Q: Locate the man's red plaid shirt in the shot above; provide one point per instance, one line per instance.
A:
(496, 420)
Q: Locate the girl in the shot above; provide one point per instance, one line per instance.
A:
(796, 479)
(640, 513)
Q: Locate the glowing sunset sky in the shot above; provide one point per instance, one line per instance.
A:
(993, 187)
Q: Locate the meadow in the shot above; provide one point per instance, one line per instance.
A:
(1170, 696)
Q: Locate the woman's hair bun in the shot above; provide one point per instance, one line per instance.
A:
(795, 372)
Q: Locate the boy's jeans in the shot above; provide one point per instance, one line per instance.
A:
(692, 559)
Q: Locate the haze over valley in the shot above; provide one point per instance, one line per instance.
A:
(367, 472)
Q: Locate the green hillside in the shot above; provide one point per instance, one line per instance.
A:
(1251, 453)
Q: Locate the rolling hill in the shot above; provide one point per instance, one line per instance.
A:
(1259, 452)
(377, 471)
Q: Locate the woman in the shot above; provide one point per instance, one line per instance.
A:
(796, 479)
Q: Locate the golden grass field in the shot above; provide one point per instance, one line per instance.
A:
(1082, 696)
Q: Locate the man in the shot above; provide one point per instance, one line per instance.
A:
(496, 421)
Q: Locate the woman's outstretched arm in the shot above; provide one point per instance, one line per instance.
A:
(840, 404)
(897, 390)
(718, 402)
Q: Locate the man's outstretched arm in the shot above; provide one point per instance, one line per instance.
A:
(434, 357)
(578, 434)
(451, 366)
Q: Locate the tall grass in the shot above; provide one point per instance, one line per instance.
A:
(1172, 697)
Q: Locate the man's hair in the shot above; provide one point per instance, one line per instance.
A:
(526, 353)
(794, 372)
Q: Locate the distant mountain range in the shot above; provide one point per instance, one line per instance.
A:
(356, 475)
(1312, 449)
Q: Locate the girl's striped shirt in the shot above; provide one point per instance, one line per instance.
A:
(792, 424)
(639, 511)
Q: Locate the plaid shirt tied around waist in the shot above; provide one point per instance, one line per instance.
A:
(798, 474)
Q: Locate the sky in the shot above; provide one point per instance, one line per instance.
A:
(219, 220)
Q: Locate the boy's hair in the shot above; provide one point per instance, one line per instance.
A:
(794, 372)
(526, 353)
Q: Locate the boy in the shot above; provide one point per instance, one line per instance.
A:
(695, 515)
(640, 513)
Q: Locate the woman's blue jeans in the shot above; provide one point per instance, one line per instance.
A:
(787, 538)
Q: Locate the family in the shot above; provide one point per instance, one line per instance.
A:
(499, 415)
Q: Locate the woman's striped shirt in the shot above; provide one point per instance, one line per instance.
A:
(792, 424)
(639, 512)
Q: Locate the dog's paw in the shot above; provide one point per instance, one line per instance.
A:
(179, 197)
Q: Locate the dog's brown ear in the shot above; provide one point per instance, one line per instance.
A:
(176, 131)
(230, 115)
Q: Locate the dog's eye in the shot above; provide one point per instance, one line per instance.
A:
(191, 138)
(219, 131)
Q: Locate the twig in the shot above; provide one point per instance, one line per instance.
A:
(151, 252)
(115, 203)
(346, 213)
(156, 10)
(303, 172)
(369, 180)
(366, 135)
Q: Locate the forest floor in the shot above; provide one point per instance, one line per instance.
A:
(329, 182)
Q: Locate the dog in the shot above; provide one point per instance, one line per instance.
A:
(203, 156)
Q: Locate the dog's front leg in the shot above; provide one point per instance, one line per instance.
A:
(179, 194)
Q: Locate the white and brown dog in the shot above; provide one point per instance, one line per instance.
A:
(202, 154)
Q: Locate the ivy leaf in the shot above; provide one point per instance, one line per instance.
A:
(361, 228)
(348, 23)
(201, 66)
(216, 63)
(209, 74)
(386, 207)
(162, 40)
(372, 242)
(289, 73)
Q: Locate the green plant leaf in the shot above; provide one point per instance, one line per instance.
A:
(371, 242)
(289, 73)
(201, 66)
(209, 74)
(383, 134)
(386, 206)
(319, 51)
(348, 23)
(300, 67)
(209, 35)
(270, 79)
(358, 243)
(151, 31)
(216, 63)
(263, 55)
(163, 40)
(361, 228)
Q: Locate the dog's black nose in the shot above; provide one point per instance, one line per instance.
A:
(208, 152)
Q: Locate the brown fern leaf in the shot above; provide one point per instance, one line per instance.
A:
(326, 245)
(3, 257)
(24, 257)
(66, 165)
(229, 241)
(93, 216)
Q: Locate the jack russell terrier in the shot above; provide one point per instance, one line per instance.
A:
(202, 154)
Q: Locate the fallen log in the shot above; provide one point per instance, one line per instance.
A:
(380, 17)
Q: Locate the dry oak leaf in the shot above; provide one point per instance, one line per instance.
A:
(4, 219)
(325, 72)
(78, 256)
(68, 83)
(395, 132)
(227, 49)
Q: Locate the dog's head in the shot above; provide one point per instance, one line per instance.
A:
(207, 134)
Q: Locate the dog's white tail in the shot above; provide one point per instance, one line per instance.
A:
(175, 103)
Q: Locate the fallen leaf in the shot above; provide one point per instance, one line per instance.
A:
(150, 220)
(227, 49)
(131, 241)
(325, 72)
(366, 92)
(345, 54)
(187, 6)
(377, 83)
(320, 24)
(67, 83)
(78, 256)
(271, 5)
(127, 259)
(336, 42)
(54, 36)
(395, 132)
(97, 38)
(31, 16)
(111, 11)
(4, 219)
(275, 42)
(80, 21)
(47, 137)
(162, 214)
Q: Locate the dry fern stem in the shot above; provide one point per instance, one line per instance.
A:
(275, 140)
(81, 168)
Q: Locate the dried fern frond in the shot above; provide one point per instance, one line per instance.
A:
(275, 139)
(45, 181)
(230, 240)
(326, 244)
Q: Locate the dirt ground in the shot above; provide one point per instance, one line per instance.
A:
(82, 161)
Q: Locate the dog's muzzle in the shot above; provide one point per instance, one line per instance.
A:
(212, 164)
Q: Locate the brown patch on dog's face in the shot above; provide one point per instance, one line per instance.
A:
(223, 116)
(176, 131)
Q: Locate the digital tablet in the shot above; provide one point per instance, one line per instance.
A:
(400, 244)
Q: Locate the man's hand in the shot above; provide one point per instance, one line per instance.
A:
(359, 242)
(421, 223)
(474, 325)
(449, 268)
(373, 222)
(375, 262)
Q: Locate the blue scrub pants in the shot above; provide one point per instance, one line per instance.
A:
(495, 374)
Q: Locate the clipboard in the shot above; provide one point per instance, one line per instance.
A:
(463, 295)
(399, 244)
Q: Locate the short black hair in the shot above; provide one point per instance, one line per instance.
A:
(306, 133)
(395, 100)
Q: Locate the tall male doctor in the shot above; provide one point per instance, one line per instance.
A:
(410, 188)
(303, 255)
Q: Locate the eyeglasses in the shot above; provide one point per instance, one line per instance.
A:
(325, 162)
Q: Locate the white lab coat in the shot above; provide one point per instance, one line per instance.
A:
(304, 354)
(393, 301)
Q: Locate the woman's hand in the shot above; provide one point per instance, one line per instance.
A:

— What is required —
All of the material is to be duplicated exactly.

— Exercise solution —
Q: Locate the man's red plaid shirt in the shot above; provide one point per instance, one line per instance.
A:
(496, 420)
Q: Locate the girl in the shot above; provide one point per instance, one line per instance.
A:
(796, 479)
(640, 513)
Q: Locate the glowing sunset sky in the shot above; provide one point per instance, one line per instance.
A:
(993, 187)
Q: Locate the meadow in the shot above; provide one point per instance, one line per instance.
A:
(1170, 696)
Q: Locate the woman's hair bun in the shot above; provide one point per instance, one line per instance.
A:
(795, 372)
Q: Locate the boy's jeans in the shot above; provide one point per instance, one line per instance.
A:
(692, 559)
Q: Locate the haze over valley in the shot above; provide one point per instance, one line per instance.
A:
(367, 472)
Q: Locate the green hillside in the shot above; provide one point per instance, one line per instance.
A:
(1251, 453)
Q: Locate the rolling hill in the shot above; provide one point per instance, one line per instance.
A:
(1259, 452)
(377, 471)
Q: Locate the woman in the shot above; provide one point per instance, one line per instance.
A:
(796, 479)
Q: Locate the golden grass field in the shot above; provide one point per instance, one line per instance.
A:
(1082, 696)
Q: Locate the man in the shot above; provide one point per instance, one line per instance.
A:
(496, 421)
Q: Locate the woman's outstretched arm in the shot above; provide one point per instance, one line per instance.
A:
(840, 404)
(897, 390)
(718, 402)
Q: Locate the man's outstretched arm in the shot above; provide one point per instance, one line per instance.
A:
(434, 357)
(578, 434)
(451, 366)
Q: Locate the tall grass in the shot above; provide one point per instance, one line per instance.
A:
(1172, 697)
Q: Locate the man's hair in the shot above; provide one point per instance, one line per instance.
A:
(526, 353)
(794, 372)
Q: Locate the distant mountain range in the shot above; provide one point per instance, one line per instance.
A:
(356, 475)
(1312, 449)
Q: Locate the girl's striped shirt in the shot above; provide one point per instance, one line per instance.
A:
(792, 424)
(639, 511)
Q: Locate the plaid shirt tied around waist in the shot above; provide one point per instance, one line per instance.
A:
(798, 474)
Q: Locate the sky in the shot above; provide one point per instance, one line per instance.
A:
(219, 220)
Q: Locate the boy's hair in the shot above; provide one point per instance, one line per instance.
A:
(794, 372)
(526, 353)
Q: Locate the boy in the shot above; provide one point per instance, one line per instance.
A:
(695, 515)
(640, 513)
Q: Locate the woman's blue jeans in the shot above; provide one point per instance, one line per instance.
A:
(787, 538)
Q: Locate the family in the shot above; provide one point per instance, one line per instance.
A:
(499, 415)
Q: Locate the woman's striped shirt in the shot above; provide one point per instance, one line per instance.
A:
(792, 424)
(639, 512)
Q: Locate the dog's paw in the shot above; provide one point per instance, one line per instance.
A:
(179, 197)
Q: Locate the dog's brown ear in the shot above; provide one point per instance, one line per instance.
A:
(176, 131)
(230, 115)
Q: Locate the dog's eye in the shot above; provide one point per instance, one line per instance.
A:
(191, 138)
(219, 131)
Q: Locate the twig in the shot above; provide one point per instance, one line per instance.
A:
(151, 252)
(115, 203)
(346, 213)
(156, 10)
(303, 172)
(369, 180)
(366, 135)
Q: Locate the forest floor in the shot above; provide one point per instance, one line per instance.
A:
(329, 182)
Q: Locate the dog in the shot above; provide one point per instance, one line per instance.
A:
(203, 156)
Q: Locate the dog's front leg in the shot above; provide one point per instance, one line per instance.
A:
(179, 194)
Q: Locate the white and brown dog in the shot above; provide one point per instance, one line per instance.
A:
(202, 154)
Q: Locate the ivy leaf in the shot above; provide one point per instance, one line per instance.
A:
(361, 228)
(348, 23)
(201, 66)
(216, 63)
(209, 74)
(386, 207)
(162, 40)
(372, 242)
(289, 73)
Q: Locate the green plant leaf in the shot above; provide one point per instance, one line per instance.
A:
(371, 242)
(289, 73)
(201, 66)
(209, 74)
(383, 134)
(386, 206)
(319, 51)
(348, 23)
(300, 67)
(209, 35)
(270, 79)
(358, 243)
(151, 31)
(216, 63)
(263, 55)
(163, 40)
(361, 228)
Q: Locate the dog's black nose in the shot above; provide one point per instance, one line per instance.
A:
(208, 152)
Q: Locate the brown fern leaf in the shot above; provide one point per instance, one line per instance.
A:
(326, 245)
(3, 257)
(24, 257)
(66, 165)
(229, 241)
(93, 216)
Q: Locate the jack russell terrier in the shot above; provide one point per instance, one line per instance.
A:
(202, 154)
Q: Locate the fallen log in the shot above; provide one point per instance, one line per instance.
A:
(380, 17)
Q: Locate the dry oak leaf in the shot above; provide one point per instance, one line per instance.
A:
(4, 219)
(325, 72)
(78, 256)
(68, 83)
(395, 132)
(227, 49)
Q: Locate the dog's head in the shot above; provide one point per instance, one line per instance.
A:
(207, 134)
Q: Locate the dog's white tail in the shot above; provide one point per instance, one line per instance.
A:
(175, 103)
Q: Locate the fallen leaf in the shot above; provide one point per instance, one line per instance.
A:
(150, 220)
(227, 49)
(131, 241)
(325, 72)
(366, 92)
(345, 54)
(187, 6)
(377, 83)
(320, 24)
(67, 83)
(78, 256)
(271, 5)
(127, 259)
(336, 42)
(54, 36)
(395, 132)
(97, 38)
(31, 16)
(111, 11)
(4, 219)
(275, 42)
(80, 21)
(47, 137)
(162, 214)
Q: Locate the dry fern stem in the shot above; provide one point per instance, one line per instance.
A:
(275, 140)
(81, 168)
Q: Locate the dried fern frond in the shot above; provide one point per instance, one line per instance.
A:
(275, 139)
(45, 181)
(230, 240)
(326, 244)
Q: Locate the dirt ground in the shot above; provide one point per instance, one line per instance.
A:
(82, 161)
Q: Locate the dog's muzzle in the shot above; provide one point per instance, one line per instance.
A:
(212, 164)
Q: Locate the brown patch on dog's face in the shot above; provide one point per instance, one line per instance.
A:
(223, 116)
(176, 131)
Q: Locate the digital tablet in the shot above; provide one point per instance, one line per instance.
A:
(400, 244)
Q: Locate the man's hand in the shot above; provide one point per instance, one line per instance.
A:
(359, 242)
(421, 223)
(474, 325)
(449, 268)
(373, 222)
(375, 262)
Q: Locate the blue scrub pants in the shot above; provide one point per instance, one line per instance.
A:
(495, 374)
Q: Locate the clipboard in the shot above; provide one point per instance, one line per instance.
A:
(463, 295)
(399, 244)
Q: Locate the short black hair in the shot above; provide one point per instance, one line per instance.
A:
(306, 133)
(395, 100)
Q: Locate the tall male doctor in the shot above; provide one point per instance, one line per instance.
A:
(410, 188)
(303, 255)
Q: Locate the eyeglasses in the shot above; provide one point per instance, one line per instance.
A:
(325, 162)
Q: Locate the white lab coat in the shot above; provide one point per instance, one line per instance.
A:
(304, 354)
(393, 301)
Q: Locate the woman's hand in the shot above; provide one point per instance, one line per instance.
A:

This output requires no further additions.